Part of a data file
■ ■ ■ ■ ■
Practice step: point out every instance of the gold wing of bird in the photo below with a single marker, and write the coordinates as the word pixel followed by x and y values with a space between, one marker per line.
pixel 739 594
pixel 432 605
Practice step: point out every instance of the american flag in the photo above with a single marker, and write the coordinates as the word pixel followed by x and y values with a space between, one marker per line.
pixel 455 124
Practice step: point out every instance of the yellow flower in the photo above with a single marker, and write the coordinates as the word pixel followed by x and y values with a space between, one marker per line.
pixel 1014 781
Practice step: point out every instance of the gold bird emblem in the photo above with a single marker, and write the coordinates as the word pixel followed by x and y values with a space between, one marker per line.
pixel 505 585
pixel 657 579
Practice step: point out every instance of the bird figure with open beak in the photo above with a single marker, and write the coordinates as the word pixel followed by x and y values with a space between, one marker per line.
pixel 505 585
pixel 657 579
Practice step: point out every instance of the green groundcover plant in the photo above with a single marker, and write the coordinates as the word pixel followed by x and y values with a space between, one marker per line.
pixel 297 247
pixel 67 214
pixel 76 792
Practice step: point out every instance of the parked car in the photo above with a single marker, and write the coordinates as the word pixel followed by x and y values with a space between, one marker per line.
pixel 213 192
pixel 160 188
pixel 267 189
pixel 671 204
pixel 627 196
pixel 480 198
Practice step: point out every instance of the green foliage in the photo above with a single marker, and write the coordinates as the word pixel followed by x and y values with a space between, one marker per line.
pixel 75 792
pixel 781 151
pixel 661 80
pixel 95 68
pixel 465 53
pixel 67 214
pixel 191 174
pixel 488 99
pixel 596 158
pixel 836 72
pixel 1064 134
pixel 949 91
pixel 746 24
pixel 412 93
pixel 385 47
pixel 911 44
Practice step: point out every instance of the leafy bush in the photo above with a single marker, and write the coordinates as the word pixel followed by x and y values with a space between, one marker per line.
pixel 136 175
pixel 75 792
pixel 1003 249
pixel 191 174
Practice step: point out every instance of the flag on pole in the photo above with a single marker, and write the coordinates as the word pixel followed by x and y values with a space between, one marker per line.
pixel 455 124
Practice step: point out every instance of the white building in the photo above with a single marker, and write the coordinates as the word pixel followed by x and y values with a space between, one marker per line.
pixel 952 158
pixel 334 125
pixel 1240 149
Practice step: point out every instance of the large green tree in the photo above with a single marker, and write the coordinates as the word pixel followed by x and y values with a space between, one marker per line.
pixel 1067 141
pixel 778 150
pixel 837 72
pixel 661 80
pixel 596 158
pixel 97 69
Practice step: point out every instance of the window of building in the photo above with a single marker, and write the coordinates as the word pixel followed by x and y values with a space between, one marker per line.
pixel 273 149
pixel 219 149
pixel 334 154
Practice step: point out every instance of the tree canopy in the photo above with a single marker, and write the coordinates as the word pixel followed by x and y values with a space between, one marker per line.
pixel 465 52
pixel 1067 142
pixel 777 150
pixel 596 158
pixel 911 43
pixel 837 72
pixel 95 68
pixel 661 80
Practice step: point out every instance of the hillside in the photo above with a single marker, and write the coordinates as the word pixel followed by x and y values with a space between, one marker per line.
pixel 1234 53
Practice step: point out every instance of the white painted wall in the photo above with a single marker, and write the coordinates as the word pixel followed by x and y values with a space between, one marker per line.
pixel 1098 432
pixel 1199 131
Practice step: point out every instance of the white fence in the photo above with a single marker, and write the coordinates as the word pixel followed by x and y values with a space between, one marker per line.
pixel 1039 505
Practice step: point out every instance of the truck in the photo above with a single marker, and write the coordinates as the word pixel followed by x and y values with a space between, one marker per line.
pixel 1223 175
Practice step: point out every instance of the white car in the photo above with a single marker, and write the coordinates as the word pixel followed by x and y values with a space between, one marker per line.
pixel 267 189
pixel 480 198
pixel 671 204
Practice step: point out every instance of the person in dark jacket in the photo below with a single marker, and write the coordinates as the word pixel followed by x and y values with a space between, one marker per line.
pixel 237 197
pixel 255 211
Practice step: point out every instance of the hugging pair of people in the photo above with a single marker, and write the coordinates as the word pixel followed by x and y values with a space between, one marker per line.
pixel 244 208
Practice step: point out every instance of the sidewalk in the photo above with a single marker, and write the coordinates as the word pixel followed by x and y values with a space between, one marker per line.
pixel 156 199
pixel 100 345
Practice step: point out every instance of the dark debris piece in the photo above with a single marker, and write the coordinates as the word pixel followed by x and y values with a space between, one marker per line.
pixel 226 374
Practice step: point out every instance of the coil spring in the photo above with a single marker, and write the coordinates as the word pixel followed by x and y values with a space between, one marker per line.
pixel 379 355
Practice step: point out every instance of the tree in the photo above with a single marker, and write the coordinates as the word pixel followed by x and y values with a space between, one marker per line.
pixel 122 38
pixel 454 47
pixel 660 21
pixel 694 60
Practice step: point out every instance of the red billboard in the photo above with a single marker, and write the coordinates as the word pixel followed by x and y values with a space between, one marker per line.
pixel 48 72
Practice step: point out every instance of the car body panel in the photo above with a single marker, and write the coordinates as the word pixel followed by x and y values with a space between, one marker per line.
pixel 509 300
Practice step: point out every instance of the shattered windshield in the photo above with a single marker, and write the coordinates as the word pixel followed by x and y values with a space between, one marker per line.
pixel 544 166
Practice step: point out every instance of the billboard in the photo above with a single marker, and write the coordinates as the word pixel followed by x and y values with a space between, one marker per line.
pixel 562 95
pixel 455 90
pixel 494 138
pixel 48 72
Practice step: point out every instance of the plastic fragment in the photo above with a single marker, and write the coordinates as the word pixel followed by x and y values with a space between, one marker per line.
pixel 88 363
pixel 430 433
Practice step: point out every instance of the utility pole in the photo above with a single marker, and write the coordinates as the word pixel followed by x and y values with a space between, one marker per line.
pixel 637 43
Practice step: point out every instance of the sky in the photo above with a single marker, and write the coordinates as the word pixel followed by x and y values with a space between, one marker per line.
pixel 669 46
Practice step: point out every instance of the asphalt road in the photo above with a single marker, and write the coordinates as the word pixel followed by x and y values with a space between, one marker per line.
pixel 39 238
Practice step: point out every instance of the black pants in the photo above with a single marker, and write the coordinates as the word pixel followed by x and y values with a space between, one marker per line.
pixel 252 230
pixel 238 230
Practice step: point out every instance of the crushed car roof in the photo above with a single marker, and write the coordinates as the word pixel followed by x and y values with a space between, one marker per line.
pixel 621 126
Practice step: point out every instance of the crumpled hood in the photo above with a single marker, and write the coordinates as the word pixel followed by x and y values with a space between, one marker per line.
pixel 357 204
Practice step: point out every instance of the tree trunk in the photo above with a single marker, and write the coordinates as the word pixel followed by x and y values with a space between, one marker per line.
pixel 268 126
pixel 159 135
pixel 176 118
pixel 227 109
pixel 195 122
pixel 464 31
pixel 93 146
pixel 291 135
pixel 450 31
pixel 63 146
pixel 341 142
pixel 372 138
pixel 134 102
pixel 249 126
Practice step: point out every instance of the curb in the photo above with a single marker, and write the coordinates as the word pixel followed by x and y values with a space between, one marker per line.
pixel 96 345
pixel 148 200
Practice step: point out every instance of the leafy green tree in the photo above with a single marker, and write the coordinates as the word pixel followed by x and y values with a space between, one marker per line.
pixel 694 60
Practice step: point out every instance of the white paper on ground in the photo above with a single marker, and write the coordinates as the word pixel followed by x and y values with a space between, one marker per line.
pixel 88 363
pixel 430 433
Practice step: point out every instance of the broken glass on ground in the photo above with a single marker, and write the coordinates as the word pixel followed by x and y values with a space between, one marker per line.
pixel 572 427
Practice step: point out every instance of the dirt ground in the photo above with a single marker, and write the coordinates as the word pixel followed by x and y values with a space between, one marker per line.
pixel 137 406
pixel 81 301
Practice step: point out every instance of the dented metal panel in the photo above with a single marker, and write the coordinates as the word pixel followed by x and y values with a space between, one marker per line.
■ ■ ■ ■ ■
CHALLENGE. Reproduce every one of these records line for line, with no changes.

ANSWER TO THE TASK.
Practice step: point out every instance of the gold wing of bird in the photo below with a single marker, and write the coordinates as the word pixel followed by x and y values with a space between, one marker per line.
pixel 739 594
pixel 432 605
Practice step: point out every instance of the american flag in the photo above with a single marker, and write the coordinates as the word pixel followed by x and y values with a space between, one marker per line.
pixel 455 124
Practice step: point out every instance of the yellow flower in the photo above with a single marker, and write the coordinates as the word pixel followed by x and y values with a space between, one marker per line.
pixel 1014 781
Practice step: point out every instance of the gold bird emblem in the photo above with a single marker, and write the coordinates as the word pixel followed by x and y values with a space between, one marker per line.
pixel 505 585
pixel 657 579
Practice step: point out every instance of the bird figure with open beak in the photo above with a single marker, and write the coordinates as the word pixel followed by x and y values with a space between, one marker per line.
pixel 505 585
pixel 657 579
Practice step: point out every instance of the green groundcover plant in the photo above with a single marker, and write the coordinates as the word pixel followed by x and y values with a space between, one marker per line.
pixel 297 247
pixel 67 214
pixel 76 792
Practice step: point out every instance of the parked car in the photo above with a single marker, and write the coordinates as the word pixel followed by x and y values with a space between, one marker per line.
pixel 213 192
pixel 160 188
pixel 267 189
pixel 671 204
pixel 627 196
pixel 480 198
Practice step: point out every instance of the green foliage in the photo above with a single marker, and write the coordinates as the word pixel followed by x and y values with a space between, one marker per line.
pixel 75 792
pixel 781 151
pixel 661 80
pixel 95 68
pixel 465 53
pixel 67 214
pixel 191 174
pixel 488 99
pixel 596 158
pixel 836 72
pixel 1064 134
pixel 949 91
pixel 746 24
pixel 412 93
pixel 385 47
pixel 911 44
Practice step: point out every instance of the leafy bush in the photo above with a single marker, and write the coordinates as the word pixel followed by x and y values with a space between, one marker per line.
pixel 136 175
pixel 75 792
pixel 1003 249
pixel 191 174
Practice step: point out every instance of the flag on pole in the photo above with a single marker, and write the coordinates as the word pixel followed by x and y values with a space between, one marker per line.
pixel 455 124
Practice step: point out every instance of the white building in the photo above with a single marker, and write the coordinates as the word pixel followed by x and y values with a space between, one marker per line.
pixel 952 158
pixel 334 125
pixel 1240 149
Practice step: point out every instance of the large green tree in the photo above with a single marker, and write the coordinates as the word pixel followed by x and y values with a space between, one marker per line.
pixel 1067 141
pixel 778 150
pixel 837 72
pixel 661 80
pixel 596 158
pixel 97 69
Practice step: point out every instance of the window of building in the photo above with a single marker, and write the coordinates as the word pixel followed by x and y values with a space between, one marker per line.
pixel 273 149
pixel 219 149
pixel 334 154
Practice step: point out every instance of the tree canopy in the photo above with a single marker, and write the coordinates as the word pixel followed by x and y values with a space between, one marker per line.
pixel 465 52
pixel 1067 142
pixel 777 150
pixel 596 158
pixel 911 43
pixel 837 72
pixel 95 68
pixel 661 80
Practice step: point out every instance of the hillside in the photo above with a single marker, and write the coordinates as the word pixel followed by x and y values with a space between, one marker per line.
pixel 1234 53
Practice step: point out every instance of the white painted wall in the photo above with a single marker, and write the coordinates as the word pixel followed by x and y values with a space between, one marker per line.
pixel 1098 432
pixel 1199 131
Practice step: point out every instance of the white fence in the photo above with a single marker, and write the coordinates as the word pixel followed by x and y values with a space between, one marker per line.
pixel 1039 505
Practice step: point out every instance of the truck in the photo above with a single marker, and write the coordinates as the word pixel followed by x and y values with a space between, one marker per line.
pixel 1223 175
Practice step: point out every instance of the white car in the photo above with a single marker, and write the coordinates as the word pixel followed by x and y values with a space between, one marker per line.
pixel 267 189
pixel 480 198
pixel 671 204
Practice step: point out every instance of the person in dark jacket in the photo below with a single marker, and write the coordinates as the word pixel followed by x and y values with a space between, one marker per line.
pixel 237 197
pixel 255 211
Practice step: point out every instance of the hugging pair of people in the photo above with a single marker, and write the coordinates as the word pixel followed by x and y values with a space between, one marker per line.
pixel 244 208
Practice step: point out every instance of the sidewalk in the photo above with a single marker, and write the coordinates as the word pixel followed by x and y values with a space between, one marker per line.
pixel 156 199
pixel 100 345
Practice step: point out every instance of the dark debris piece in the photo above with a single marker, and write the coordinates as the word pixel followed by x and y values with a space between, one marker per line.
pixel 226 374
Practice step: point out every instance of the coil spring in the photo above with a single marker, and write the coordinates as the word pixel followed by x and y values with a space between, one marker per line.
pixel 379 355
Practice step: point out every instance of the tree in the photo above with a single marker, and write the coordinates as the word pixel followed by x and y values with a space between, one marker per line.
pixel 122 38
pixel 454 47
pixel 660 21
pixel 694 60
Practice step: point out every instance of the red billboard in the photo above with a single marker, and write the coordinates as the word pixel followed by x and y values with a space between, one marker per line.
pixel 48 72
Practice step: point out every instance of the car body panel in the photo above with a single marker, and write the coordinates as the word pixel followed by x and y values with a space between, one marker per line.
pixel 509 300
Practice step: point out every instance of the shattered windshield in the photo above with a single marker, and write the coordinates as the word pixel followed by x and y values with a space between, one marker per line.
pixel 544 166
Practice step: point out every instance of the billboard in the photo above with a single marker, and write the coordinates as the word pixel followed by x and y values with a space between, one marker per line.
pixel 562 95
pixel 455 90
pixel 494 138
pixel 48 72
Practice step: point out every instance of the plastic fragment in the photo above with a single marker, and write the coordinates as the word pixel followed by x and y values with a space between, one marker per line.
pixel 88 363
pixel 430 433
Practice step: point out every instance of the utility pole in the photo above with a single marker, and write the coordinates as the word pixel followed by x and y values with a space between, one marker per line.
pixel 637 43
Practice step: point out every instance of the sky in the photo above with a single marker, and write the coordinates as the word pixel followed by x and y values with a space between, one marker per line.
pixel 669 46
Practice step: point out every instance of the asphalt road in the photo above with a single marker, and write the coordinates as the word pixel followed by x and y values with a space between, one marker per line.
pixel 39 238
Practice step: point out every instance of the black pants in the photo above with a single marker, and write the coordinates as the word pixel followed by x and y values with a space between, one marker per line.
pixel 252 230
pixel 238 230
Practice step: point out every instance of the crushed car roof in the photo above with a single marker, and write the coordinates as the word pixel followed by x and y values with a space between, one marker per line.
pixel 621 126
Practice step: point out every instance of the crumpled hood in the photo above with a single marker, and write the coordinates as the word pixel followed by x and y values with a space between, one marker per line.
pixel 357 204
Practice step: point out every instance of the tree trunk in the photo above with a single marker, and write the coordinates as the word pixel followed by x and y values with a space between, one marker per line.
pixel 268 126
pixel 159 135
pixel 176 118
pixel 227 109
pixel 195 122
pixel 464 31
pixel 93 146
pixel 291 135
pixel 450 31
pixel 63 146
pixel 341 142
pixel 372 138
pixel 134 102
pixel 249 126
Practice step: point out every instance of the curb in the photo above with a single marker, and write the coordinates as the word pixel followed by x and y values with a space between, one marker per line.
pixel 96 345
pixel 148 200
Practice step: point out every instance of the leafy green tree in the photo above with a single marker, and write the coordinates as the word pixel followed by x and y values with a space between, one marker per line.
pixel 694 60
Practice step: point out every instance of the white paper on ground in the photo above with a single marker, and write the coordinates as the word pixel followed by x and y values with a space between, one marker per line.
pixel 88 363
pixel 430 433
Practice step: point out every instance of the broken glass on ground in the photo above with a single marker, and write the coordinates as the word pixel followed by x and y values with a space between, one marker per line.
pixel 572 427
Practice step: point out every instance of the dirt ground in the photo above with a single marker, and write the coordinates as the word pixel followed by x and y values with a space between, one marker per line.
pixel 137 406
pixel 81 301
Practice step: point out every instance of the dented metal panel in the photo above with a single marker, and write the coordinates as the word pixel followed by x and y values with a space between, one marker per line.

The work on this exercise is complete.